→ **The exercise**
Copy the entries from the first line through the line containing "[[368, 206], [254, 310]]", swapping "beach sand" for "dry sand" and changing nothing else.

→ **Dataset extract**

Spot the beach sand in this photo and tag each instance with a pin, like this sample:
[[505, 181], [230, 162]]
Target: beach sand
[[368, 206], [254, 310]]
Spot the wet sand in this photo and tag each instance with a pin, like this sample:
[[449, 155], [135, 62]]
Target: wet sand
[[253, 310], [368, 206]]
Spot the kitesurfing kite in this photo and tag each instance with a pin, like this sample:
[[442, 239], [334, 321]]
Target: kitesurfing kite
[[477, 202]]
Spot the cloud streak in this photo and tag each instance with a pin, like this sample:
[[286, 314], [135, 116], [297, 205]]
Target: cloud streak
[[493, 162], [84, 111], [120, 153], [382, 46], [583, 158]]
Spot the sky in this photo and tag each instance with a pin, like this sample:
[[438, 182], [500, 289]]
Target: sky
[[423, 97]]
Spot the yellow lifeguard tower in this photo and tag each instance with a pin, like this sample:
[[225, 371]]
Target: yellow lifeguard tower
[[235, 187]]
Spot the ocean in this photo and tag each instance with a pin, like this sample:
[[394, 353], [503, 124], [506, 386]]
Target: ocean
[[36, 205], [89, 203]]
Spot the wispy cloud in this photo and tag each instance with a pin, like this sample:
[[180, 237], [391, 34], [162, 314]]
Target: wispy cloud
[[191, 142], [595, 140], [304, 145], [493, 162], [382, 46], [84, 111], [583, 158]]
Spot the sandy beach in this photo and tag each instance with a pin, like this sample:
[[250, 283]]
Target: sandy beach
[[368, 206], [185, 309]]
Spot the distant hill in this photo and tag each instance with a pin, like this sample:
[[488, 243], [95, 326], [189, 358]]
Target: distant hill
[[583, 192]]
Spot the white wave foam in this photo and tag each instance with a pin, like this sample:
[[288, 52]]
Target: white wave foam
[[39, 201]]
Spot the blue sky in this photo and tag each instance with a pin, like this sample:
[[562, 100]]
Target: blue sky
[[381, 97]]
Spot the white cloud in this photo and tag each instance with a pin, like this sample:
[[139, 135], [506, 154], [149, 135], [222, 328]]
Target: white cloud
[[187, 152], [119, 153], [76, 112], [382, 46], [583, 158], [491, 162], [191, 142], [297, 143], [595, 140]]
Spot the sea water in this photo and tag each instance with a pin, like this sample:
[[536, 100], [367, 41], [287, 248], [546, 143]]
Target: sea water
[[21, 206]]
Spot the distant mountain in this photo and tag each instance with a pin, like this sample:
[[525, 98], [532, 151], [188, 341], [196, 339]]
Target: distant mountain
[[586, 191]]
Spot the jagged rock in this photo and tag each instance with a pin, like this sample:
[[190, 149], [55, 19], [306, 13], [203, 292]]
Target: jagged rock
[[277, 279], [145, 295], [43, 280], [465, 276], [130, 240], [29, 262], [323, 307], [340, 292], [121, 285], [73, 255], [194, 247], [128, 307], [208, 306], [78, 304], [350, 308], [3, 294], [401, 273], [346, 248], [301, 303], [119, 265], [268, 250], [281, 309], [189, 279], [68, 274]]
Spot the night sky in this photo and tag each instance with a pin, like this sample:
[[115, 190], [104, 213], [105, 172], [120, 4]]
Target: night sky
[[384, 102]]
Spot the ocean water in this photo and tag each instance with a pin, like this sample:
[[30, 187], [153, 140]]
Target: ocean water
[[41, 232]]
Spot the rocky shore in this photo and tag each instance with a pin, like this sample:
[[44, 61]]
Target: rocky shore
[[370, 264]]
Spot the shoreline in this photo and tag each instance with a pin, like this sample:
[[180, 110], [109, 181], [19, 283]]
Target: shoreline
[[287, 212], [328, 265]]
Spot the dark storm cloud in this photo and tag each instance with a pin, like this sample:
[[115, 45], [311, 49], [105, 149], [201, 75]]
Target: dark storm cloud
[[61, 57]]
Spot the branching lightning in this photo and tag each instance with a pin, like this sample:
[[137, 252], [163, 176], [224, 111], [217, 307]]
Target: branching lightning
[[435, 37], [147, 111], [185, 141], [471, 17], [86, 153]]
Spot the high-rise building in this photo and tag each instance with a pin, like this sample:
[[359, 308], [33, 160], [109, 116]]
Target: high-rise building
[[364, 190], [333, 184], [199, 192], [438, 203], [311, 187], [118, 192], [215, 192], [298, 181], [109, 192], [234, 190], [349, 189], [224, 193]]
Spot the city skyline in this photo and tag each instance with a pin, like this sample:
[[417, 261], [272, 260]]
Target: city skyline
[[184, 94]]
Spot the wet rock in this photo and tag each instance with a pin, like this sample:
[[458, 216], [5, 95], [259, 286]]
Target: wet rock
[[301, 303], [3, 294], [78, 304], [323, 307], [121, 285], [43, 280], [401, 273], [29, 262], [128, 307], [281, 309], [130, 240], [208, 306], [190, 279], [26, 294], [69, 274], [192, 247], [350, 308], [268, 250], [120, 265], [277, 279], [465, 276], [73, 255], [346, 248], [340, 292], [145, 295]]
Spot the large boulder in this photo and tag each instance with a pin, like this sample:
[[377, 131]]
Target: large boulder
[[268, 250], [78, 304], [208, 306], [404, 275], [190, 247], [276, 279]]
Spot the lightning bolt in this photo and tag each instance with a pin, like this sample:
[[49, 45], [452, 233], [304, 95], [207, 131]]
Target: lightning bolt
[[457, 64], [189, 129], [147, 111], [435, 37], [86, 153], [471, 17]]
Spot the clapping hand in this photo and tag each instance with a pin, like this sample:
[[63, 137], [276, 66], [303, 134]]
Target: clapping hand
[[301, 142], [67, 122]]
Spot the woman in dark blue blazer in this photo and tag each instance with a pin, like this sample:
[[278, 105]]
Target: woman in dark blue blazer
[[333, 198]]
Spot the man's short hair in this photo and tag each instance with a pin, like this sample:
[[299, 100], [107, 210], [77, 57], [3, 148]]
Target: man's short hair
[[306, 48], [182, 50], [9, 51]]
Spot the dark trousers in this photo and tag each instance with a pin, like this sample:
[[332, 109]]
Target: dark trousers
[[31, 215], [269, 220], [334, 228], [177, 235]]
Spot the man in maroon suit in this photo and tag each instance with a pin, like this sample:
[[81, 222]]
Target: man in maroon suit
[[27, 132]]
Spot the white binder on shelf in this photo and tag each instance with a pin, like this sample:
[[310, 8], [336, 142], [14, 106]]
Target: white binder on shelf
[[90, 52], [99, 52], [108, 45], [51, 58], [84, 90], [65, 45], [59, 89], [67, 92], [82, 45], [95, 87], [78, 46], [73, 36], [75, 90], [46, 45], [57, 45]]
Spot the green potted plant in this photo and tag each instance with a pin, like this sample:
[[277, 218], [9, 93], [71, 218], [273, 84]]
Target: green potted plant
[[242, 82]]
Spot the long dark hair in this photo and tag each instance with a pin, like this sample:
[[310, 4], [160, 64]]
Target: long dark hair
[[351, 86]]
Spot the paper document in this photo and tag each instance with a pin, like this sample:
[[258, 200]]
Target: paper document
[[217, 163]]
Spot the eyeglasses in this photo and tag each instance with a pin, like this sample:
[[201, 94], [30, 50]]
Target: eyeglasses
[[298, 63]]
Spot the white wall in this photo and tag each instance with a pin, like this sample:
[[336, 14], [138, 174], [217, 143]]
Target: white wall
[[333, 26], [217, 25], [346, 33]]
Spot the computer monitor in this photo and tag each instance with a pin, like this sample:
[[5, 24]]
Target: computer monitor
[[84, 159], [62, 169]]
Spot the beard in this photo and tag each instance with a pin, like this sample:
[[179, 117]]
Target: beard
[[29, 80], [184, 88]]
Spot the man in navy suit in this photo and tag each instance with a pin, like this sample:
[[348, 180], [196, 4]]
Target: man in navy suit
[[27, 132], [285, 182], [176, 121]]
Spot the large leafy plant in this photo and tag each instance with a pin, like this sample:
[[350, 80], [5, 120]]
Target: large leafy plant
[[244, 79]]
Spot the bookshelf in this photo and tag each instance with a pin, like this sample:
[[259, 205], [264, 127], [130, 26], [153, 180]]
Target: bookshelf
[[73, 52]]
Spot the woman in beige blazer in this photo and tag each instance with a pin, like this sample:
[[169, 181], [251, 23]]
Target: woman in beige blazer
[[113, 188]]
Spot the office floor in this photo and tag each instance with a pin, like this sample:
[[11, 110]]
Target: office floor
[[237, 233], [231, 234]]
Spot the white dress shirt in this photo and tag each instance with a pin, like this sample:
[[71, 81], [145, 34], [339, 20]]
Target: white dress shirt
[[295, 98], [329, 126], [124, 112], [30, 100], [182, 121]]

→ **Result**
Spot the dry sand in this photo and tag each instance with a pin, like this sample:
[[505, 181], [230, 162]]
Target: dry sand
[[368, 206], [254, 310]]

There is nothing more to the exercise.